[Aufgabe 1]
Nenne jeden geografischen Namen aus dem Reisebericht über die Antarktis einmal, in der Reihenfolge seines ersten Vorkommens.
[Aufgabe 2]
Führe den Reisebericht über die Antarktis im Anschluss an seinen letzten Satz weiter.

Kälte und Stille. Meine Frau, Esther, ist Spanierin. Sie liebt die Stille. Da ist sie ganz anders als die meisten ihrer Landsleute. Aber mit Kälte kommt sie überhaupt nicht zurecht. Da ist sie wieder die Spanierin. Und noch dazu eine, die in Andalusien, der heißesten Ecke des Landes, zur Welt gekommen ist. Ihr inneres Thermometer beginnt erst bei 20 Grad.
Ich selbst lebe seit einem Vierteljahrhundert auf Mallorca. Aber ich kann immer noch locker mit Kälte umgehen. Die gefühlt arktisch kalten Winter meiner Kindheit in Deutschland haben mich bis heute abgehärtet.
Dafür macht mich Stille sofort nervös. Ich bin Radio-verrückt und liebe Musik. Der Krach rund um meinen Sender mitten in Palma, das ständige Gebrabbel in der Redaktion: Ich mag all das – und gerne auch alles gleichzeitig. Was soll ich in der Stille?
Die skeptische Reisevorbereitung
Dass ausgerechnet wir beide, die Spanierin und ihr Mallorca-Deutscher, zur Antarktis reisen wollen, das haben die Freunde nur belächelt. Und auch wir waren vor dieser Reise mehr als skeptisch.
Kälte und Stille. Nach diesen beiden Wochen am Südpol ist es nun Gewissheit: Noch nie in unserem Leben haben wir eine solche Kälte erlebt. Noch nie eine solche Stille. Und selten waren wir so unglaublich glücklich wie in diesen Tagen in der Antarktis. Diese Expedition in die Kälte und die Stille gehört heute zu den schönsten Reisen unseres Lebens.

(Daten zu Referenzausdrücken)
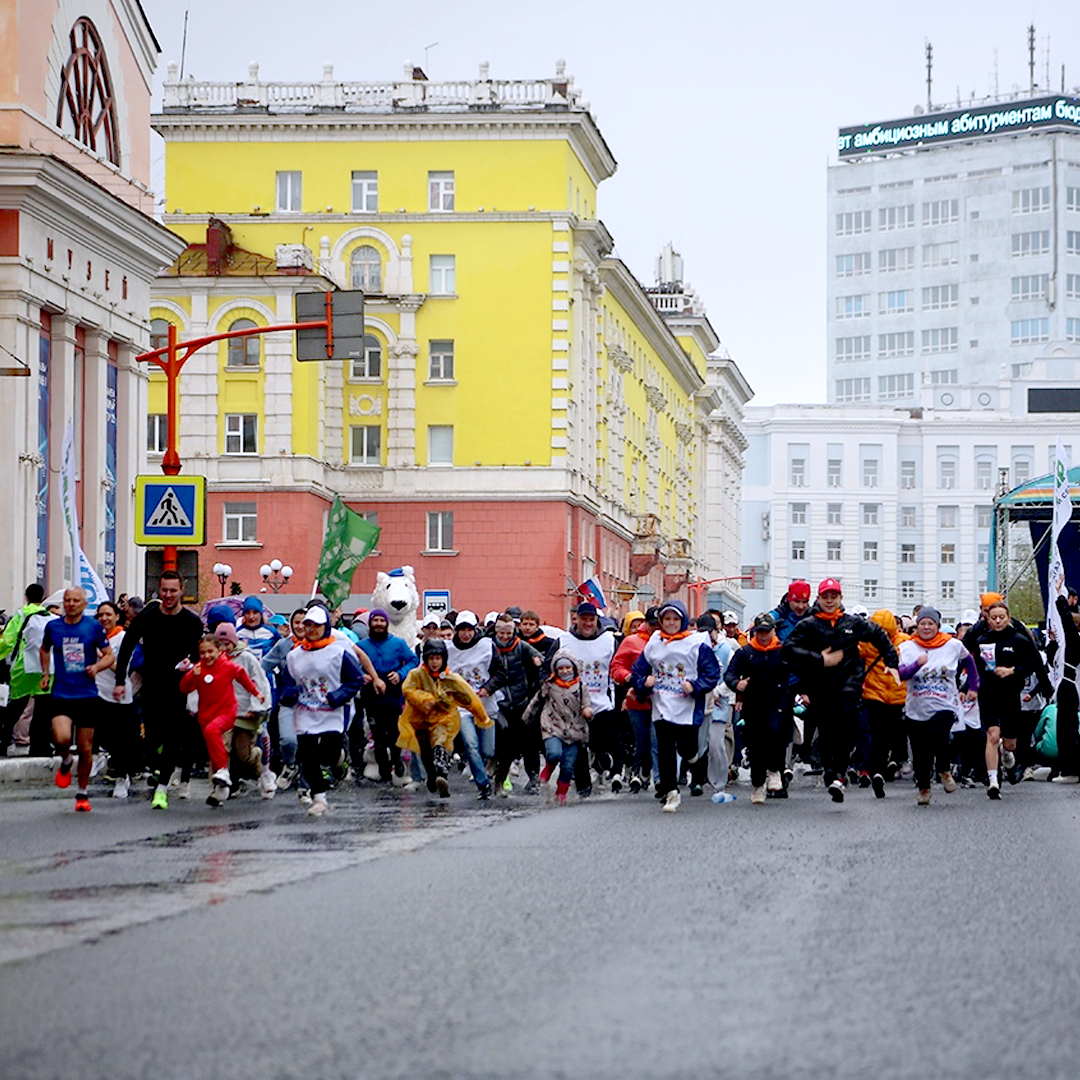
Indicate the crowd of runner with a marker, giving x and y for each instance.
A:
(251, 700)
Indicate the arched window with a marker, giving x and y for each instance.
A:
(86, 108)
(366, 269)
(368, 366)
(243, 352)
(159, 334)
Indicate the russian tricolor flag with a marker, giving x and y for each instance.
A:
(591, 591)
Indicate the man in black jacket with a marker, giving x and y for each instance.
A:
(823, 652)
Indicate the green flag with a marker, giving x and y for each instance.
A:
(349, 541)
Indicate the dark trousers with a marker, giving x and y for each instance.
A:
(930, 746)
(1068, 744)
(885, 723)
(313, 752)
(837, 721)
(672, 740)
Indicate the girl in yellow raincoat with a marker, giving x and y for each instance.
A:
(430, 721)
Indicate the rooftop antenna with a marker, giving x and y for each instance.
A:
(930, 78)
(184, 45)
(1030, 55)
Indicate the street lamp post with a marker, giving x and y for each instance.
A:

[Lösung 1]
Andalusien, Mallorca, Deutschland, Palma, Antarktis, Südpol

[Lösung 2]
Ich wette sogar, so geht es allen, die mit uns an Bord waren. Aber beginnen wir von vorne. In Ushuaia, der Hauptstadt der argentinischen Provinz Feuerland, der südlichsten Stadt der Welt.
Das elegante Schiff
„Estupendo“ sagt Esther zu mir, als wir die „SH Vega“ aus der Entfernung entdecken: „Großartig“. Unser Schiff liegt vertäut unten im Hafenbecken von Ushuaia fest. Im Hintergrund der Stadt rahmen die Feuerlandberge mit dem Monte Olivia die Szenerie ein.
Die „SH Vega“ strahlt eine unsagbare Eleganz aus. Und Sicherheit. Das Schiff wirkt ganz so, als könnte ihm weder Wind noch Wetter, weder Sturm noch Eiseskälte auch nur das Geringste anhaben. Marineblau der Rumpf. Der Aufbau schneeweiß.
Tatsächlich hat die Reederei Swan Hellenic die „SH Vega“ erst im Sommer 2022 in Betrieb genommen und mit der neusten Technik ausstatten lassen, die nicht nur Komfort, sondern auch höchstmögliche Sicherheit garantiert. Eisklasse „PC5“ kann das Schiff bewältigen. Stärker sind nur noch richtige Eisbrecher. Aber die verfügen über keine Sterneküche und keine Luxus-Kabinen.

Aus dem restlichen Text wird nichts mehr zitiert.